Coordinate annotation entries
####
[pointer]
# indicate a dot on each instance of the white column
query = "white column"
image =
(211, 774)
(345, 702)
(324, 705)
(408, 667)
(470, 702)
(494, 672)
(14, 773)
####
What is expected: Arrange every line of the records above into a numbered list, omitting any blank lines.

Final result:
1. [pointer]
2. # indicate a dot on each instance of the white column
3. query = "white column"
4. image =
5. (211, 774)
6. (345, 702)
7. (324, 705)
8. (408, 667)
9. (470, 702)
10. (494, 672)
11. (14, 773)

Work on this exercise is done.